**Problem description:**
In the text on Mulberry House, recast the paragraph that begins "Mulberry House, Number 36, Smith Square" as a short bulleted list that keeps its main facts.

**Selected extract:**
------------------------------------

Listed Building – Grade II
- Official name: 36 Smith Square, SW1
- Designated: 24 February 1958
- Reference no.: 1236248

= Mulberry House =

Grade II house in Westminster, London by Edwin Lutyens

Mulberry House, Number 36, Smith Square, is located in the City of Westminster, London. It was built in 1911 as a private house for Reginald McKenna, a politician and later Chairman of the Midland Bank. The architect was Edwin Lutyens. In 1930 the house was bought by Henry Mond, 2nd Baron Melchett. In conjunction with his wife, Gwen, Melchett employed the architect Darcy Braddell to undertake a major internal remodeling and redecoration. Braddell engaged a number of painters and sculptors, including Charles Sargeant Jagger to create what has been described as "one of the most important Art Deco interiors in London." After a period of institutional use in the post-war period, the house was reconverted to a private residence in the early 21st century.

==History==
===McKenna and Lutyens===
Reginald McKenna was a Liberal politician who, by 1911, had risen to the post of First Lord of the Admiralty in the government of H. H. Asquith. He rose higher, to the post of Chancellor of the Exchequer, before resigning on the fall of Asquith's government in 1916. He never held office again, becoming Chairman of the Midland Bank in 1919, a role he held until his death in 1943. By 1910 Edwin Lutyens had established himself as one of England's leading architects of country houses. In his study of English domestic buildings, Das englische Haus, published in 1904, Hermann Muthesius had written of him, "He is a young man who has come increasingly to the forefront of domestic architects and who may soon become the accepted leader among English builders of houses". Muthesius’ prediction was fulfilled; over the course of the next twenty years Lutyens became preeminent as a designer of country houses, began the construction of New Delhi and became the foremost architect of memorials to the British dead of the First World War. (Note: Lutyens’ Cenotaph on Whitehall in London has become Britain’s national memorial. In a letter of thanks written after its unveiling, the then Prime Minister, David Lloyd George, described it as, “a national shrine, not only for the British Isles but for the whole Empire”.) The connection between Lutyens and McKenna, which continued until their deaths and saw Lutyens receive a number of further commissions, both private and public, came through McKenna's marriage to Pamela Jekyll, a niece of Gertrude Jekyll, the garden designer and Lutyens' long-time collaborator.

------------------------------------

(Entries drawn from a collection)
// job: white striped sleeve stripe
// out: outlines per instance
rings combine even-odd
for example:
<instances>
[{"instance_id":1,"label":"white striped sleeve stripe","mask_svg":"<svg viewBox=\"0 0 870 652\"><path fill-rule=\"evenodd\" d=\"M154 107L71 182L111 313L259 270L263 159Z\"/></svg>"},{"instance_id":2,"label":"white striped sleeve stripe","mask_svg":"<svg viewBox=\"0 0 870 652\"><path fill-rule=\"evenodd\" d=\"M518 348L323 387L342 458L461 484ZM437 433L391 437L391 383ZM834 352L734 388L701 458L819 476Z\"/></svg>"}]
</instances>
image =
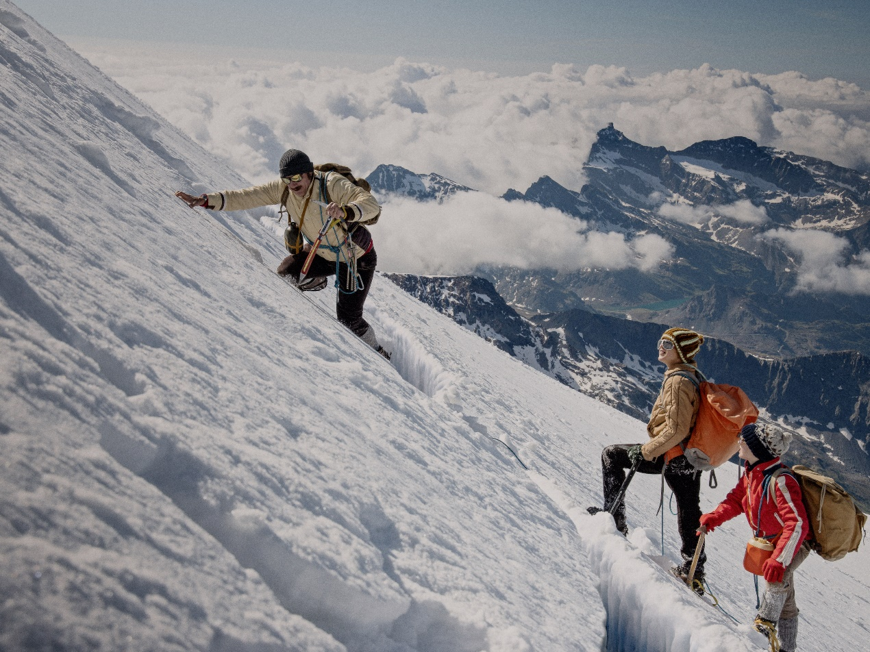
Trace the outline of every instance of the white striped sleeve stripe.
<instances>
[{"instance_id":1,"label":"white striped sleeve stripe","mask_svg":"<svg viewBox=\"0 0 870 652\"><path fill-rule=\"evenodd\" d=\"M804 529L806 527L806 523L800 518L800 513L794 507L794 500L786 483L787 478L788 476L782 474L776 479L776 484L780 488L780 491L782 492L782 496L788 503L788 507L794 513L797 522L794 524L794 531L792 532L792 536L786 542L786 545L782 549L782 554L777 557L777 561L783 566L788 566L792 562L792 560L794 559L794 553L797 552L798 546L800 545L800 542L803 540Z\"/></svg>"}]
</instances>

------------------------------------

**Result for this exercise:**
- Location: Number 36, Smith Square, City of Westminster, London.
- Built in 1911 by the architect Edwin Lutyens as a private house for Reginald McKenna, a politician and later Chairman of the Midland Bank.
- Bought in 1930 by Henry Mond, 2nd Baron Melchett.
- Melchett and his wife, Gwen, employed the architect Darcy Braddell for a major internal remodeling and redecoration.
- Braddell engaged painters and sculptors, including Charles Sargeant Jagger. The result has been described as "one of the most important Art Deco interiors in London."
- Used by institutions in the post-war period and reconverted to a private residence in the early 21st century.